**TESTO**
***

A questo proposito è un piccolo capolavoro il punto 8 del capitolo “Valorizzare il principio di sussidiarietà verticale e orizzontale”, che recita: “introduzione di incentivi per la libera scelta dell’utente a favore delle imprese sociali mediante deduzioni o detrazioni fiscali oppure mediante voucher”. La “libera scelta” va “incentivata”? Ma allora non è più libera, è guidata dalla convenienza. E quanto alla detassazione, è quella che i tecnici chiamano tax expenditure, che è semplicemente un modo diverso di finanziamento pubblico. A parte i problemi costituzionali  (“senza oneri per lo Stato”, articolo 33), Renzi ci sta dicendo che vuole rendere più conveniente ricorrere alle strutture private piuttosto che a quelle pubbliche. Le quali, se perdono utenti, verranno via via ridimensionate, destinate a un circolo vizioso tale da provocare un‘agonia non si sa quanto lenta.

Non sembri un’affermazione esagerata, perché di fatto questo processo è già in atto. Non dimentichiamo che da tempo il settore delle “imprese sociali” gode di facilitazioni fiscali, esenzioni, finanziamenti. Trascriviamo qui i dati tratti da un articolo di Attilio Pasetto, che ha confrontato i censimenti Istat dell’industria e dei servizi del 2001 e del 2011: “Le istituzioni pubbliche sono diminuite in dieci anni del 21,8% in termini di unità e dell’11,5% come addetti, a fronte di aumenti, rispettivamente, del 28% e del 39,3% delle istituzioni non profit. Le imprese private sono anch’esse cresciute, anche se più modestamente (l’8,4% come unità e il 4,5% come addetti). I due fenomeni speculari – arretramento della p.a. e crescita del non profit – si colgono in maniera evidente nel sistema di welfare. Nel settore dell’istruzione le istituzioni non profit contano nel 2011 per il 13,1% in termini di addetti, con un aumento del 76,3% rispetto al 2001. Il ruolo della p.a. rimane preponderante, con l’81,5%, ma in calo del 10,3% sul 2001. Nella sanità e assistenza sociale il non profit ha un peso molto alto, pari al 24%, con una crescita in dieci anni del 47,2%, a fronte di un peso della p.a. sceso al 43,5% per effetto di un calo dell’8,6%. Occorre aggiungere che in entrambi i settori cresce anche il ruolo delle imprese private, con incrementi dal 2001 al 2011 del 21,9% nell’istruzione e del 40% nella sanità. In quest’ultimo comparto il peso delle imprese private raggiunge ora il 32,5%”.

***

**SEZIONE DATI**
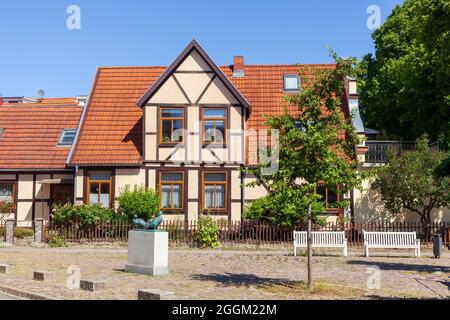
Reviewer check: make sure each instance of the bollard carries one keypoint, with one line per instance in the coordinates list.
(38, 230)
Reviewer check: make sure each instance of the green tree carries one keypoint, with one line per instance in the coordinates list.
(410, 181)
(404, 88)
(139, 201)
(316, 145)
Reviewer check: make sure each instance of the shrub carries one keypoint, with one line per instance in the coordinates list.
(82, 216)
(5, 208)
(56, 240)
(21, 233)
(207, 233)
(139, 201)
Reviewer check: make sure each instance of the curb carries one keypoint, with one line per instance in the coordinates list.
(25, 294)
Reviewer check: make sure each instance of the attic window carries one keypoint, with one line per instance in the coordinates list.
(67, 137)
(291, 82)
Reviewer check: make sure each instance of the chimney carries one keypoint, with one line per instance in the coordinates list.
(238, 66)
(81, 100)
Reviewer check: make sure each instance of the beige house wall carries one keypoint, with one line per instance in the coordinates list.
(79, 185)
(369, 207)
(200, 91)
(193, 190)
(129, 176)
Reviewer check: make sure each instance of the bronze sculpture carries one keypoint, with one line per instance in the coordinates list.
(152, 224)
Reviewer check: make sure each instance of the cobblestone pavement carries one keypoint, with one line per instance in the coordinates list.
(229, 274)
(4, 296)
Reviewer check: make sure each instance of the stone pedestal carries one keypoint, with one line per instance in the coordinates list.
(148, 252)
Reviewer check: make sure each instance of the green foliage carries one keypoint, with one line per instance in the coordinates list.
(21, 233)
(405, 87)
(56, 240)
(207, 233)
(409, 181)
(285, 208)
(81, 216)
(138, 201)
(312, 153)
(6, 207)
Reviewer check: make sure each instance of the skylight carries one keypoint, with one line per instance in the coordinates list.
(67, 137)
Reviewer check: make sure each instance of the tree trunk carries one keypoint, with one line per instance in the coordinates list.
(309, 239)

***

**ISTRUZIONI**
A. Riporti tutto il testo da "A questo proposito" fino a "sa quanto lenta.", sostituendo "tax expenditure" con "spesa fiscale".
B. Secondo il testo, di quale percentuale sono diminuite in dieci anni le istituzioni pubbliche in termini di unità?

**RISULTATI**
A.
A questo proposito è un piccolo capolavoro il punto 8 del capitolo “Valorizzare il principio di sussidiarietà verticale e orizzontale”, che recita: “introduzione di incentivi per la libera scelta dell’utente a favore delle imprese sociali mediante deduzioni o detrazioni fiscali oppure mediante voucher”. La “libera scelta” va “incentivata”? Ma allora non è più libera, è guidata dalla convenienza. E quanto alla detassazione, è quella che i tecnici chiamano spesa fiscale, che è semplicemente un modo diverso di finanziamento pubblico. A parte i problemi costituzionali  (“senza oneri per lo Stato”, articolo 33), Renzi ci sta dicendo che vuole rendere più conveniente ricorrere alle strutture private piuttosto che a quelle pubbliche. Le quali, se perdono utenti, verranno via via ridimensionate, destinate a un circolo vizioso tale da provocare un‘agonia non si sa quanto lenta.

B. Del 21,8%.